Dataset records below:

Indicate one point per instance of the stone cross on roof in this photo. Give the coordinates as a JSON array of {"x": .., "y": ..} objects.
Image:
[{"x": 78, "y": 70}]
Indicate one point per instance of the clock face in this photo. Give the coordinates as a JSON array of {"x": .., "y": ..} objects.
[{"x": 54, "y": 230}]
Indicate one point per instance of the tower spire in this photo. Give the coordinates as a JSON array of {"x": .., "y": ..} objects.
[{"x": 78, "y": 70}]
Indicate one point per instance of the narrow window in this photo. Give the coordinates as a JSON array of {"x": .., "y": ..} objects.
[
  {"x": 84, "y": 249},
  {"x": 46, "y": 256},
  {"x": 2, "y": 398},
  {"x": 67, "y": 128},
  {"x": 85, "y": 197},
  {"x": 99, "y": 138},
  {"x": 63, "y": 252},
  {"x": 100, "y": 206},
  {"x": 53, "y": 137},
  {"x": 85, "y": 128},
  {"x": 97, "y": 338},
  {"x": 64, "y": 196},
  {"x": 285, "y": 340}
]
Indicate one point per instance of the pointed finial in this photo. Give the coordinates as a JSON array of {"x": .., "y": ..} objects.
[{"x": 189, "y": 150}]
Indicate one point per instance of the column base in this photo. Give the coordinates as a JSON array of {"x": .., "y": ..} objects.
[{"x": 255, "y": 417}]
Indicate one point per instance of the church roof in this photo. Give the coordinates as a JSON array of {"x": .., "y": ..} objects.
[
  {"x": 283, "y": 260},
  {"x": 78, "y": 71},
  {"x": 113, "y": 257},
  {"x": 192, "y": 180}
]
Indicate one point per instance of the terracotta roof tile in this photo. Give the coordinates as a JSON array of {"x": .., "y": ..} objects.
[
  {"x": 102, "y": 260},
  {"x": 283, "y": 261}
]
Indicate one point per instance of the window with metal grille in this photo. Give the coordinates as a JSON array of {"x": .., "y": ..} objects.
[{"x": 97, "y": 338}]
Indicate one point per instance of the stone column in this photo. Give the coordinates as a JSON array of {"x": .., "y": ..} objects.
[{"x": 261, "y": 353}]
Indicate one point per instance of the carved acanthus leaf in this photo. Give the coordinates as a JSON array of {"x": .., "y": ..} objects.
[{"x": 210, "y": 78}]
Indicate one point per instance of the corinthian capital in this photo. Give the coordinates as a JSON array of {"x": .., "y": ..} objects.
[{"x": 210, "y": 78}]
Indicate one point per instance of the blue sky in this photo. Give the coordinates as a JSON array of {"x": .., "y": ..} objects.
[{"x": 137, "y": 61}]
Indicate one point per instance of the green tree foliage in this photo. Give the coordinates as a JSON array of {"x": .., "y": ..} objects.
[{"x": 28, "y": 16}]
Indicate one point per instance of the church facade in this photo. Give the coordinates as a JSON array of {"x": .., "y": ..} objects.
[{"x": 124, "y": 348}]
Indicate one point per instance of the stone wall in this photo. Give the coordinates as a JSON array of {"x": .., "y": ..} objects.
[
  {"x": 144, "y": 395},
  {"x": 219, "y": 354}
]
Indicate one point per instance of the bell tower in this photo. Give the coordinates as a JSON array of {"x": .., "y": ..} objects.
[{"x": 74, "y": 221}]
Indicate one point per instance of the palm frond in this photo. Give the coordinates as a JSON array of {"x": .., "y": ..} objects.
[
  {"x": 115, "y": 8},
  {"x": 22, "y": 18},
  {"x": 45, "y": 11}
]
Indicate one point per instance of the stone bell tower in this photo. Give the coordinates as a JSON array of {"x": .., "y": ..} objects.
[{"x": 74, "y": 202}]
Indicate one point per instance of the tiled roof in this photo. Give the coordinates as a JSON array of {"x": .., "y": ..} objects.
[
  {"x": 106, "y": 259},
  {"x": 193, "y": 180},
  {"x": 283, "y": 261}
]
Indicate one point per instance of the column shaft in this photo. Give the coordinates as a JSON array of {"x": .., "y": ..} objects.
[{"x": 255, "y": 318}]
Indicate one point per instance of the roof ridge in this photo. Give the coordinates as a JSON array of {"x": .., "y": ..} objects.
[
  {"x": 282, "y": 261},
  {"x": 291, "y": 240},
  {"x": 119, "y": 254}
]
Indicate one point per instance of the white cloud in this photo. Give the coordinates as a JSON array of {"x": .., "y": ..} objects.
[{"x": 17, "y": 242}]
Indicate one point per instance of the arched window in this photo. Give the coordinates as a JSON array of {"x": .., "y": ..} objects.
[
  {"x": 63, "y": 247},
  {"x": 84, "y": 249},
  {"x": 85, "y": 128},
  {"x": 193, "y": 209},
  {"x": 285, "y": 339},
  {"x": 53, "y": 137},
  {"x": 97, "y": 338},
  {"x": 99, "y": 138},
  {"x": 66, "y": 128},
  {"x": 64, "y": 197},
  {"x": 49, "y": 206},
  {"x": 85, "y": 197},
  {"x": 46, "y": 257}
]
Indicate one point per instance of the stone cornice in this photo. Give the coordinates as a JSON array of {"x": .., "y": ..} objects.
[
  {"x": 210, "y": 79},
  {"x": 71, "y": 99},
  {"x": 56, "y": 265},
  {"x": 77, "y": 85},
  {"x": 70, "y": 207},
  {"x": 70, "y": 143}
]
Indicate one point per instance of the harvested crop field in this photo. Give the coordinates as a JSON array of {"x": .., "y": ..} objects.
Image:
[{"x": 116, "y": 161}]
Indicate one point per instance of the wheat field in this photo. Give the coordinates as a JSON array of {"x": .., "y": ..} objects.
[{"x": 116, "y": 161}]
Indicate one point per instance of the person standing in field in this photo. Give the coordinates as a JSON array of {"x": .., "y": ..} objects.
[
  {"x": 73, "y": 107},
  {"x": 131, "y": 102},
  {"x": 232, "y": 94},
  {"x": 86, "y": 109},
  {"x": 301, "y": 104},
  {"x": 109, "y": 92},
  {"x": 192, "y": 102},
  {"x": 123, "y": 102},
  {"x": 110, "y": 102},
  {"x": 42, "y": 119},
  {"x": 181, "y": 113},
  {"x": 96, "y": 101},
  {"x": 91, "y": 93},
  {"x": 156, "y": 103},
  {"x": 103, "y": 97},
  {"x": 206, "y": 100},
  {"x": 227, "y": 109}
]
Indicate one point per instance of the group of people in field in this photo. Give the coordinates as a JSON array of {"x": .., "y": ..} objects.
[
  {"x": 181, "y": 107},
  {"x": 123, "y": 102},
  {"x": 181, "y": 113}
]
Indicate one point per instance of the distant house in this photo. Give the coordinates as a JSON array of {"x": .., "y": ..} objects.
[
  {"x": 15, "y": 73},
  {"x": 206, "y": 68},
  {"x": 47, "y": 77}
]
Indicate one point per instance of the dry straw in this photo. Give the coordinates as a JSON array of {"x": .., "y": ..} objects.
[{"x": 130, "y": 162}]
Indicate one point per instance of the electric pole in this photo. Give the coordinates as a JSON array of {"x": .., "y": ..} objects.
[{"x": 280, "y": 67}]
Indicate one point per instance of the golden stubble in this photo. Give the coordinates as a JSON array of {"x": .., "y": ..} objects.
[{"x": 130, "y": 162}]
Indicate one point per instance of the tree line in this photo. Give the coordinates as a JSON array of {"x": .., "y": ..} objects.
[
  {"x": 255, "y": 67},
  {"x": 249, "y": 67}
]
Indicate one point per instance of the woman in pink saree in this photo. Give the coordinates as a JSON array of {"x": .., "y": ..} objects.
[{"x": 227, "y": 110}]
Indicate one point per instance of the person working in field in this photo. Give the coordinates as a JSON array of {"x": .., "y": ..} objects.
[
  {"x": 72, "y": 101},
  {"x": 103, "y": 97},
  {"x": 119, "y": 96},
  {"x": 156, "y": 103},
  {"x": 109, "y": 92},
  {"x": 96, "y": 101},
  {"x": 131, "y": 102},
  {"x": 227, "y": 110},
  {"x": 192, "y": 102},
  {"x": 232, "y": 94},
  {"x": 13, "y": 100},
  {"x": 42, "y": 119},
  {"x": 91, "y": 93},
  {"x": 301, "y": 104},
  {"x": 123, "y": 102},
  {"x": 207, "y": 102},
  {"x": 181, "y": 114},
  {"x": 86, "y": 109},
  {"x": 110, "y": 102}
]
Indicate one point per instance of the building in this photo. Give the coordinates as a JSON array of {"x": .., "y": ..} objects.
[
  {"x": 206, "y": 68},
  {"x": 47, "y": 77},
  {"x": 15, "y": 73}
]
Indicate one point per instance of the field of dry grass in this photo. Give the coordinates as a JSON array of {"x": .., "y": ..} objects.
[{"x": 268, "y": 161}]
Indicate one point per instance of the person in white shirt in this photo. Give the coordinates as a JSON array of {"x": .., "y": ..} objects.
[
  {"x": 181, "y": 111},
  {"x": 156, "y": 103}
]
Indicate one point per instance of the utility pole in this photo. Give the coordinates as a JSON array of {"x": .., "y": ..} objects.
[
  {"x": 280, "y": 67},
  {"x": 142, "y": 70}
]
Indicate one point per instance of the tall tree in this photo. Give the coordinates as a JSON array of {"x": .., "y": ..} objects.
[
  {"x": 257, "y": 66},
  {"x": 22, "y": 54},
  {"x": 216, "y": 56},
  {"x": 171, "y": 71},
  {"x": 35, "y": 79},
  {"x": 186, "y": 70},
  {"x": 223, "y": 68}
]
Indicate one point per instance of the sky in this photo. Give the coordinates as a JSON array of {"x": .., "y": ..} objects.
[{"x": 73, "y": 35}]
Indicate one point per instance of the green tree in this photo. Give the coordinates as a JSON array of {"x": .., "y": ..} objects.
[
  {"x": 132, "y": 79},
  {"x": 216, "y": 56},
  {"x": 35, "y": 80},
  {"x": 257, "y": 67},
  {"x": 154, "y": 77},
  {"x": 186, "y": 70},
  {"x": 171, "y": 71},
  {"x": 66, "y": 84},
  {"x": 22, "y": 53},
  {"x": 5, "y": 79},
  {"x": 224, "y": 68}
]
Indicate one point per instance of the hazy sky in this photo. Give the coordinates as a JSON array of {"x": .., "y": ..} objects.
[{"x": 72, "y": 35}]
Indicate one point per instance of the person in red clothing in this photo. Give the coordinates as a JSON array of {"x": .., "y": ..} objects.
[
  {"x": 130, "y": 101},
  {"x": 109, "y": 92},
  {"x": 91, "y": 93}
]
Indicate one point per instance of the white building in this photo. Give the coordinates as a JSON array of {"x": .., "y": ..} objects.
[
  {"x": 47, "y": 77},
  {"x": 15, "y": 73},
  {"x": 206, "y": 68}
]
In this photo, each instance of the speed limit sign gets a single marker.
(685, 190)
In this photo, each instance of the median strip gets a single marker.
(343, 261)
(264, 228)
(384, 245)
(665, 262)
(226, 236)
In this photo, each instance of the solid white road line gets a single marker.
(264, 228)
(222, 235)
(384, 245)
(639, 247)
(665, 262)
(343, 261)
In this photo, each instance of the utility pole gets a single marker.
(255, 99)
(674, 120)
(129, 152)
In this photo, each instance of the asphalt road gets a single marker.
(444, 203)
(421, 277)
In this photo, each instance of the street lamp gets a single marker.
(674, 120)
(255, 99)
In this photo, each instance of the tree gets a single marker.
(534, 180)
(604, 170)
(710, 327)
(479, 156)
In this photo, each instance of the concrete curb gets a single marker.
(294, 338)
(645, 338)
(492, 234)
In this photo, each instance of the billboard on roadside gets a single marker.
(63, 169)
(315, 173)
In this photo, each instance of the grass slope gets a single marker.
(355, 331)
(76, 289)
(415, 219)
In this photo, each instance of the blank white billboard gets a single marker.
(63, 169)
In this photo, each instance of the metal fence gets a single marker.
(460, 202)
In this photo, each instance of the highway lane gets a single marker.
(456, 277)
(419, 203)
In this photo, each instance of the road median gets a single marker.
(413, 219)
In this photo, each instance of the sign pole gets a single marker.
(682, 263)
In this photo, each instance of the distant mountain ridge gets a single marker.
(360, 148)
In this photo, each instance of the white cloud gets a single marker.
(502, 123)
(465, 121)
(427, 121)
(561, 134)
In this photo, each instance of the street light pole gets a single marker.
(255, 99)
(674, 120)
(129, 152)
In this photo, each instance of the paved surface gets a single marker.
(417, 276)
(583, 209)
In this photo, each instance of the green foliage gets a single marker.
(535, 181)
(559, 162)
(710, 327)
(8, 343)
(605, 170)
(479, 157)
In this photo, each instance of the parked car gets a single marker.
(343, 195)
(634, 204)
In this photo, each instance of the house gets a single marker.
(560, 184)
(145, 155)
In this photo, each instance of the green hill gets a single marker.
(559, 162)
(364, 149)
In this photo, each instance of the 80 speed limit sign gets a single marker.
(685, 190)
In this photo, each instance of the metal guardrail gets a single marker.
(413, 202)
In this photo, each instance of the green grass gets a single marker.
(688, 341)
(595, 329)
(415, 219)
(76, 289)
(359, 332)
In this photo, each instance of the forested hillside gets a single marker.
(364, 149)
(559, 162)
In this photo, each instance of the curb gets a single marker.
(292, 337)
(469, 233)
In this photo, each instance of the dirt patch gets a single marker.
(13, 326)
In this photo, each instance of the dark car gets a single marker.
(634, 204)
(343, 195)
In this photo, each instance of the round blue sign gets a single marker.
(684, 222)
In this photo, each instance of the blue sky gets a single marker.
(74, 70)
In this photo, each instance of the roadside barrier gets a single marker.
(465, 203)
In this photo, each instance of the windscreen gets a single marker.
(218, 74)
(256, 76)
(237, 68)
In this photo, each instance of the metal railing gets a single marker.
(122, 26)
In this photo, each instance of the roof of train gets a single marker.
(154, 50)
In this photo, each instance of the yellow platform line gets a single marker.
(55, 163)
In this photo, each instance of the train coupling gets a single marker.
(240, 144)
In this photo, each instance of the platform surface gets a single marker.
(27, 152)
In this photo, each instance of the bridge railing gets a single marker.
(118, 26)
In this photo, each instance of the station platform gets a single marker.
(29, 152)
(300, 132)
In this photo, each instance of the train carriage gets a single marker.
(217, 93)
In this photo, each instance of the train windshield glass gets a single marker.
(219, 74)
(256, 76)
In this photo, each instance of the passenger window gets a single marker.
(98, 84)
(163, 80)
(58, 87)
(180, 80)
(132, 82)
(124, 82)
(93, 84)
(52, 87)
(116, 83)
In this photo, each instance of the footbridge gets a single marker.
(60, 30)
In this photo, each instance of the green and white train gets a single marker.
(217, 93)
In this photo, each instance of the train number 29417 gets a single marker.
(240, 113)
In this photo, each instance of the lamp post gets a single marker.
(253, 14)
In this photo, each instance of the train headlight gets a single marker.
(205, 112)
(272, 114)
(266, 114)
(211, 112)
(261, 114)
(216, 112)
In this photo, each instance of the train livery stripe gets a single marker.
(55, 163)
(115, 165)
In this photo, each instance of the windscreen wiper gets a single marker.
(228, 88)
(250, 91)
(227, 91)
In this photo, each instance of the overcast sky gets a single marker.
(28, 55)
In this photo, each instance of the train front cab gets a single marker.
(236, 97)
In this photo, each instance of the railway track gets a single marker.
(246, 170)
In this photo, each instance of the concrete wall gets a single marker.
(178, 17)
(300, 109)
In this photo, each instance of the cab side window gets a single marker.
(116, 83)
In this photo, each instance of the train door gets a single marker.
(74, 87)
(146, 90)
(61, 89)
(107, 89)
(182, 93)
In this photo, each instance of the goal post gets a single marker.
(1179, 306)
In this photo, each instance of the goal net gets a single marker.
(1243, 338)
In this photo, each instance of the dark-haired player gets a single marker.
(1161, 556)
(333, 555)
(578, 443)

End of Dataset records.

- [Task requirements]
Where the records above contain a line with "In this photo, each instance of the goal post", repeat that line and each later line through the end, exactly, and nothing more.

- [Reply]
In this photo, each instance of the goal post gets a single marker.
(1179, 306)
In this photo, each instance of the goal net gets a single marker.
(1243, 338)
In this photo, each instance of the dark-haired player gets a single marker.
(1161, 556)
(333, 555)
(578, 443)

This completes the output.